- WORK TO COMPLETE: The whole listing must be returned exactly, with no line missing.

- DATA UNDER STUDY:
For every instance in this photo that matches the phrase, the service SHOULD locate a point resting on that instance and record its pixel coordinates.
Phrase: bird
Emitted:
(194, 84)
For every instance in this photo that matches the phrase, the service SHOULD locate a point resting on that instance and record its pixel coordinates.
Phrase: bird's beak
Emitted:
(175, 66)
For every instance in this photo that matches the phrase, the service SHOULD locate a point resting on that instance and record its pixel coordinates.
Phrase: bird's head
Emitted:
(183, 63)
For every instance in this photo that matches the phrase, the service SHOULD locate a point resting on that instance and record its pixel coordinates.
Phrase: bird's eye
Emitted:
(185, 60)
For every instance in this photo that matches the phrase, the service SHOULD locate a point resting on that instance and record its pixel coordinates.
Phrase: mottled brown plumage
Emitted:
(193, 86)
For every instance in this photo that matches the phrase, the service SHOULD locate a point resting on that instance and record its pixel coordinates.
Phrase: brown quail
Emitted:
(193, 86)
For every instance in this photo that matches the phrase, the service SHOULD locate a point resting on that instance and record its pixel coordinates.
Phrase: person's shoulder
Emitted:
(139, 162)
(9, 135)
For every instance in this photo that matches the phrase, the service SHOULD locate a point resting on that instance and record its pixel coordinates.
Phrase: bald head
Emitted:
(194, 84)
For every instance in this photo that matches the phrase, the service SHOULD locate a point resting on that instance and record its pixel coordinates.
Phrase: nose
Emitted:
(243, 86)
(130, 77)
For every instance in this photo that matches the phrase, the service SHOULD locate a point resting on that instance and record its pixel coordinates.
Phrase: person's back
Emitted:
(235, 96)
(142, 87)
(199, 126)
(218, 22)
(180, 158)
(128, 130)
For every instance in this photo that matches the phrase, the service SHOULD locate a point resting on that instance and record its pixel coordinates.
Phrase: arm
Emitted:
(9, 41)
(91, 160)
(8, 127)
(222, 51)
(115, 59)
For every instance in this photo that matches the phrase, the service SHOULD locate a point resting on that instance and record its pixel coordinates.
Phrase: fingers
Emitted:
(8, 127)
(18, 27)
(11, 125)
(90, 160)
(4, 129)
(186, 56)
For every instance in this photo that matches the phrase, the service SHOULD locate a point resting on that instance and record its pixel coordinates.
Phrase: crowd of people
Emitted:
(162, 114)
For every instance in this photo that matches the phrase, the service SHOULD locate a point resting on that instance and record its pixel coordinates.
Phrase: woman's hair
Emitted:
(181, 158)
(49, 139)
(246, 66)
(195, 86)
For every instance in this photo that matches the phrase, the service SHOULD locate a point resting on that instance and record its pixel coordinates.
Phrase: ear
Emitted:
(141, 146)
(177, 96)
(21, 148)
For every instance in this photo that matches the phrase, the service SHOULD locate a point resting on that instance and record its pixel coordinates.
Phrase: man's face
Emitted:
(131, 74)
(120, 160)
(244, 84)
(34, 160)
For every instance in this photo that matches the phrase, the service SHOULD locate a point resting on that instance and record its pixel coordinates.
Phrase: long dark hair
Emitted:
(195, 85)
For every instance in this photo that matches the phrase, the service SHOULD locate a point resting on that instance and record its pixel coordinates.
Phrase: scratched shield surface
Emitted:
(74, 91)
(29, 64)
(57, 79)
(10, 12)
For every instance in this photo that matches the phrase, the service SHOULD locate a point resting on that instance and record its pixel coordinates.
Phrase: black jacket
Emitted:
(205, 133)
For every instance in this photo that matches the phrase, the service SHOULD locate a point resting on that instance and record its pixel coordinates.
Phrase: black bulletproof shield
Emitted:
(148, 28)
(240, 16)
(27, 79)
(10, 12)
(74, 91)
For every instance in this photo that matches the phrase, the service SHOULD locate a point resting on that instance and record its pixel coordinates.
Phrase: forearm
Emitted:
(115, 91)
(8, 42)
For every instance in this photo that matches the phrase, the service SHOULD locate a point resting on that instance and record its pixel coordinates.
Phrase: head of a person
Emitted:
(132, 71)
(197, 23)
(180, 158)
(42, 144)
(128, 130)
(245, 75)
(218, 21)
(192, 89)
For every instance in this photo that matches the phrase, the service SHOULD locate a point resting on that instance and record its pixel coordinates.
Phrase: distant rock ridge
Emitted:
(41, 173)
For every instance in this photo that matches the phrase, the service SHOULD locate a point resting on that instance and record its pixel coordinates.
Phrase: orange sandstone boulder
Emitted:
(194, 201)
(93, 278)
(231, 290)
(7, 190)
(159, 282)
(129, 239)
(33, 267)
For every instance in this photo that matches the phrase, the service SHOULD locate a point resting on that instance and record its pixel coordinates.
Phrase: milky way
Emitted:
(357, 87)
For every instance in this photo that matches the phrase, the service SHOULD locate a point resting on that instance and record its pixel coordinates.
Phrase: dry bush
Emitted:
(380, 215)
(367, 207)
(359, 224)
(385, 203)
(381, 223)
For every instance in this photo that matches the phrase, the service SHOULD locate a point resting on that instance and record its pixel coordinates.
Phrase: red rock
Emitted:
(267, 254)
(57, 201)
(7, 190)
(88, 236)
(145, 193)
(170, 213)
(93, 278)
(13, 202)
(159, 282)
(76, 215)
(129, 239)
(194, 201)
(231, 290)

- RESPONSE TO THIS EXERCISE:
For every instance in this photo that matches the phrase, the service SHOULD locate a point resting on that instance and record its pixel coordinates.
Phrase: bird
Emitted:
(194, 84)
For every instance in this photo that matches the phrase, the service SHOULD locate a point resting on that instance and record its pixel coordinates.
Phrase: bird's beak
Emitted:
(175, 66)
For every instance in this photo that matches the phrase, the service SHOULD locate a point resting on that instance and record its pixel coordinates.
Phrase: bird's head
Emitted:
(183, 63)
For every instance in this photo that matches the phrase, the service SHOULD locate a point resting on that instance and record its pixel coordinates.
Phrase: bird's eye
Emitted:
(185, 60)
For every instance in this photo that matches the phrase, the service SHOULD locate a point resting on that instance and record its pixel coordinates.
Phrase: mottled brown plumage
Emitted:
(193, 86)
For every instance in this photo that matches the phrase, the service SHOULD locate a point resting on that instance and record its pixel coordinates.
Phrase: brown quail
Emitted:
(193, 86)
For every instance in this photo that matches the phrase, the service SHOULD locate a point resting on that instance and record its pixel coordinates.
Phrase: person's shoulder
Emitted:
(139, 162)
(9, 135)
For every instance in this photo that matches the phrase, the service SHOULD locate a point resting on that instance and record its pixel coordinates.
Phrase: bald head
Emitted:
(194, 84)
For every instance in this photo that matches the phrase, the service SHOULD locate a point resting on that instance and record its pixel coordinates.
Phrase: nose
Emitted:
(243, 86)
(130, 77)
For every instance in this photo that matches the phrase, the service SHOULD locate a point resting on that instance and record its pixel coordinates.
Phrase: person's back
Emitted:
(235, 96)
(142, 87)
(199, 126)
(218, 22)
(180, 158)
(128, 130)
For every instance in this photo that matches the phrase, the service SHOULD locate a point resting on that instance and record its pixel coordinates.
Phrase: arm
Emitted:
(9, 41)
(91, 160)
(8, 127)
(222, 51)
(115, 59)
For every instance in this photo that matches the phrase, the service SHOULD locate a point resting on that instance and record its pixel coordinates.
Phrase: fingers
Emitted:
(8, 127)
(18, 27)
(11, 125)
(90, 160)
(4, 129)
(186, 56)
For every instance in this photo that matches the phrase, the service SHOULD locate a point resting on that instance and record its pixel coordinates.
Phrase: crowd of people
Emitted:
(162, 114)
For every instance in this photo that matches the phrase, the service SHOULD locate a point resting on that instance and record its pixel coordinates.
Phrase: woman's hair
Emitted:
(181, 158)
(49, 139)
(246, 66)
(195, 86)
For every instance in this photo that matches the phrase, the service SHOULD locate a point resting on that instance and record its pixel coordinates.
Phrase: ear
Emitted:
(141, 146)
(177, 96)
(21, 148)
For every instance in this photo that matches the phrase, the service SHOULD locate a point resting on that instance and record its pixel coordinates.
Phrase: man's face
Emitted:
(131, 74)
(120, 160)
(244, 84)
(34, 160)
For every instance in this photo that matches the phrase, the service SHOULD locate a point resting on that instance and record its pixel coordinates.
Phrase: long dark hair
Emitted:
(195, 85)
For every instance in this photo that matches the phrase, the service SHOULD locate a point resting on that instance and record its pixel coordinates.
Phrase: scratched shield surface
Emitted:
(74, 91)
(29, 64)
(57, 79)
(10, 12)
For every instance in this photo that matches the phrase, the service SHOULD locate a point resting on that instance and record its pixel coordinates.
Phrase: black jacket
Emitted:
(205, 133)
For every instance in this photo that matches the phrase, the service SHOULD locate a point resting on that instance and record its pixel coordinates.
Phrase: black bulletproof shield
Emitted:
(148, 28)
(240, 16)
(27, 79)
(10, 12)
(74, 91)
For every instance in this photo that matches the phrase, the service SHOULD locate a point resting on that instance and record its pixel coordinates.
Phrase: forearm
Emitted:
(115, 91)
(8, 42)
For every instance in this photo that matches the phrase, the service SHOULD locate a point resting on that instance and record its pixel coordinates.
Phrase: head of a person
Emitted:
(132, 71)
(197, 23)
(180, 158)
(42, 144)
(128, 130)
(245, 75)
(218, 21)
(192, 89)
For every instance in this photo that matches the phrase, the service SHOULD locate a point resting on that instance and record its pixel coordinates.
Phrase: distant rock ridge
Emitted:
(41, 173)
For every instance in this photo that matches the phrase, the service SHOULD locate a point resting on that instance and record its pixel coordinates.
Phrase: orange sandstone boulder
Emitted:
(194, 201)
(93, 278)
(231, 290)
(7, 190)
(159, 282)
(129, 239)
(33, 267)
For every instance in this photo that matches the phrase, the service SHOULD locate a point resting on that instance and record its pixel coordinates.
Phrase: milky way
Emitted:
(357, 87)
For every instance in this photo that matches the phrase, the service SHOULD locate a point resting on that instance and record its pixel coordinates.
Phrase: dry bush
Emitted:
(380, 215)
(367, 207)
(359, 224)
(385, 203)
(381, 223)
For every instance in this photo that matches the phrase, the service SHOULD locate a point resting on that instance and record its pixel coordinates.
Phrase: red rock
Emitted:
(267, 254)
(57, 201)
(7, 190)
(88, 236)
(145, 193)
(170, 213)
(93, 278)
(13, 202)
(159, 282)
(76, 215)
(129, 239)
(194, 201)
(231, 290)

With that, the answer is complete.